*TASK TO COMPLETE*
Starting at the line containing "out the golden" and ending at the last line of the rows, write out those lines again, requests included, with each answer coordinate multiplied by 2.1 and rounded to a whole number, halves rounded up. Leave the numbers in the requests and their format samples unchanged.

*INFORMATION SHOWN*
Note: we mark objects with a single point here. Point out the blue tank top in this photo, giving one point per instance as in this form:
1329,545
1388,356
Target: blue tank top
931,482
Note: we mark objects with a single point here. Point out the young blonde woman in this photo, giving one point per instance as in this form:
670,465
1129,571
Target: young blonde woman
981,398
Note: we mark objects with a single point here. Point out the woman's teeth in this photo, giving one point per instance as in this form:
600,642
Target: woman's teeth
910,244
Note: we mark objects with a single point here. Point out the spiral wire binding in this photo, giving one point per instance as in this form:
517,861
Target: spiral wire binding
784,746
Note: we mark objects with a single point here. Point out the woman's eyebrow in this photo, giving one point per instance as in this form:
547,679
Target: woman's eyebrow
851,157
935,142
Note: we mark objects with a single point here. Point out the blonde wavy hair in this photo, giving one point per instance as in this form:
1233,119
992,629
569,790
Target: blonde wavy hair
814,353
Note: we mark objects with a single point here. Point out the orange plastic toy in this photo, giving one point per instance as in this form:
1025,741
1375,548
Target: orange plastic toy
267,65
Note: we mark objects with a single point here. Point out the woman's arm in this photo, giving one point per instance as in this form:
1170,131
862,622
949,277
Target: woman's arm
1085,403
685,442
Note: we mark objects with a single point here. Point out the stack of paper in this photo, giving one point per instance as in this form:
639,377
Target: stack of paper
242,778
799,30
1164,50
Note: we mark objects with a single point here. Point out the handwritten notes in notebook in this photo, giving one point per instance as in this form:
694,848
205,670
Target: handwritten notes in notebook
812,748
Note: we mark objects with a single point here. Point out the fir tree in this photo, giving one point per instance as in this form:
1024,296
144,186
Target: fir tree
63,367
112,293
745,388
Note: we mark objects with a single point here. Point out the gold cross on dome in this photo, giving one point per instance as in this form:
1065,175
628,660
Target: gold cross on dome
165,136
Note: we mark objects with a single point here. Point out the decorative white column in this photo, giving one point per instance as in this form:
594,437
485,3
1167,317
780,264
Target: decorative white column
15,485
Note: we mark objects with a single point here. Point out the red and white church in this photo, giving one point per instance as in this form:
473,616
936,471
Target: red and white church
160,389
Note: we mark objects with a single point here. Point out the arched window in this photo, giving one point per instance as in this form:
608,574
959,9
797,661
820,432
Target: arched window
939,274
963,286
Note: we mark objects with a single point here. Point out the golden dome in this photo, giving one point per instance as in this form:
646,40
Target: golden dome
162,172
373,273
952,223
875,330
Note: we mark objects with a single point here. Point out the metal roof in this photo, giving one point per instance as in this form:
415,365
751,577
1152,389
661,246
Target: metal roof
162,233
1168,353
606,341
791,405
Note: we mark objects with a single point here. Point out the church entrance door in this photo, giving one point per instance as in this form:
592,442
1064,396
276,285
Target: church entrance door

*FULL OUTPUT*
Note: we mark objects with a single point here. Point out the golden dome in this photo, giving one point per instance as in this form:
646,40
Target: golden dome
340,361
783,573
1999,468
1838,693
Note: we mark objects with a single point here. Point out the metal roof in this photo, giving one point per instance as in this form:
415,365
751,577
1152,389
661,246
Target: metal roof
340,489
2453,741
1273,716
1661,851
Note: we mark objects with a single point here. Point out the church entrance door in this photo, giving one point per instance as in this form:
592,442
1064,396
276,285
Target: church entrance door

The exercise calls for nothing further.